### [SUPPLIED ENTRIES]
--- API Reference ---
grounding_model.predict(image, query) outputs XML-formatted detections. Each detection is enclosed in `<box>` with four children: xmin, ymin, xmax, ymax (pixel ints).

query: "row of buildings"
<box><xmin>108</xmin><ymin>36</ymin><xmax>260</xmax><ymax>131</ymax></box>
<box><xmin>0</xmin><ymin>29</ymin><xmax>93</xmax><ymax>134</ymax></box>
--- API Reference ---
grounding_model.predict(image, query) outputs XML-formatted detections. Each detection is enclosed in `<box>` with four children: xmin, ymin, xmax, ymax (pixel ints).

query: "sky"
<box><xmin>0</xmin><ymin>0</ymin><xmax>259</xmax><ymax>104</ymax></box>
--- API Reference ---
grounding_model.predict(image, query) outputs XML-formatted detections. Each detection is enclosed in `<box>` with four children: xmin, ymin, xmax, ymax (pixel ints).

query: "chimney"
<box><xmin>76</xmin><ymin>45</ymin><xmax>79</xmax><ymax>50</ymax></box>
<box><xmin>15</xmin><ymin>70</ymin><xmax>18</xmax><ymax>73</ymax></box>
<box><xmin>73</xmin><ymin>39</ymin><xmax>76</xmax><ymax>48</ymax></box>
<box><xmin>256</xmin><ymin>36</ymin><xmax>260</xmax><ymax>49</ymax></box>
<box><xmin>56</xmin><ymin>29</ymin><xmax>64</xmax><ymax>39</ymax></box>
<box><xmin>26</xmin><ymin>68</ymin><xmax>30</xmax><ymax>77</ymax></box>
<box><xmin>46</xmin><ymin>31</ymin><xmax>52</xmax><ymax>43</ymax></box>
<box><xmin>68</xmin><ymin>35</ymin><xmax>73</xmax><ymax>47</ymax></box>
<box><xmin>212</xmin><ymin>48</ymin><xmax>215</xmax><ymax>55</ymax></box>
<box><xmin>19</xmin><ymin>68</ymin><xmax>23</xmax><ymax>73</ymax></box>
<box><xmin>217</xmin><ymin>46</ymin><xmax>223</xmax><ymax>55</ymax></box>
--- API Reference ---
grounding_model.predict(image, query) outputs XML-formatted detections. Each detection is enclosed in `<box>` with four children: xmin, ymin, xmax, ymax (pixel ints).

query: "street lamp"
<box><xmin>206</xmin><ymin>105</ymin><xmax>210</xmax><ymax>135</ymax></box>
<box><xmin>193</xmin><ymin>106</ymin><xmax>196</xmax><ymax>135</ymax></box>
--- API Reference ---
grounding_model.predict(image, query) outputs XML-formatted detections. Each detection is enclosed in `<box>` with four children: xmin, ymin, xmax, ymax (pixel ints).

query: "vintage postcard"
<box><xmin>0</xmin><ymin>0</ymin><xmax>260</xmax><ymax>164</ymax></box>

### [REQUIREMENT]
Restating all of the data exactly is the whole task.

### [SOLUTION TO THIS TASK]
--- API Reference ---
grounding_model.predict(image, query) outputs XML-formatted detections. Each detection is enclosed in `<box>` with four children: xmin, ymin, xmax, ymax (pixel ints).

query: "row of buildings"
<box><xmin>108</xmin><ymin>36</ymin><xmax>260</xmax><ymax>131</ymax></box>
<box><xmin>0</xmin><ymin>29</ymin><xmax>93</xmax><ymax>134</ymax></box>
--- API Reference ---
grounding_model.predict(image, query) outputs XML-formatted detections. Each detection is enclosed in `<box>` with four children: xmin, ymin, xmax, ymax (pixel ints).

query: "sky"
<box><xmin>0</xmin><ymin>0</ymin><xmax>259</xmax><ymax>104</ymax></box>
--- API Reference ---
grounding_model.predict(image, query) outputs XML-formatted detections. Each detection is enclosed in `<box>` with four children: xmin, ymin, xmax, ymax (pixel ints).

query: "chimney"
<box><xmin>76</xmin><ymin>45</ymin><xmax>79</xmax><ymax>50</ymax></box>
<box><xmin>15</xmin><ymin>70</ymin><xmax>18</xmax><ymax>73</ymax></box>
<box><xmin>73</xmin><ymin>39</ymin><xmax>76</xmax><ymax>48</ymax></box>
<box><xmin>256</xmin><ymin>36</ymin><xmax>260</xmax><ymax>49</ymax></box>
<box><xmin>56</xmin><ymin>29</ymin><xmax>64</xmax><ymax>39</ymax></box>
<box><xmin>26</xmin><ymin>68</ymin><xmax>30</xmax><ymax>77</ymax></box>
<box><xmin>46</xmin><ymin>31</ymin><xmax>52</xmax><ymax>43</ymax></box>
<box><xmin>68</xmin><ymin>35</ymin><xmax>73</xmax><ymax>47</ymax></box>
<box><xmin>212</xmin><ymin>48</ymin><xmax>215</xmax><ymax>55</ymax></box>
<box><xmin>19</xmin><ymin>68</ymin><xmax>23</xmax><ymax>73</ymax></box>
<box><xmin>217</xmin><ymin>46</ymin><xmax>223</xmax><ymax>55</ymax></box>
--- API Reference ---
grounding_model.predict(image, query) outputs XML-formatted detections. Each detection is enclosed in `<box>` with four children: xmin, ymin, xmax, ymax (pixel ints).

query: "street lamp"
<box><xmin>206</xmin><ymin>105</ymin><xmax>210</xmax><ymax>135</ymax></box>
<box><xmin>193</xmin><ymin>106</ymin><xmax>196</xmax><ymax>135</ymax></box>
--- API Reference ---
grounding_model.predict(image, query) outputs XML-formatted detections. Each detection is enclosed in `<box>` with four children: xmin, ymin, xmax, ymax (pixel ints).

query: "vintage postcard"
<box><xmin>0</xmin><ymin>0</ymin><xmax>260</xmax><ymax>164</ymax></box>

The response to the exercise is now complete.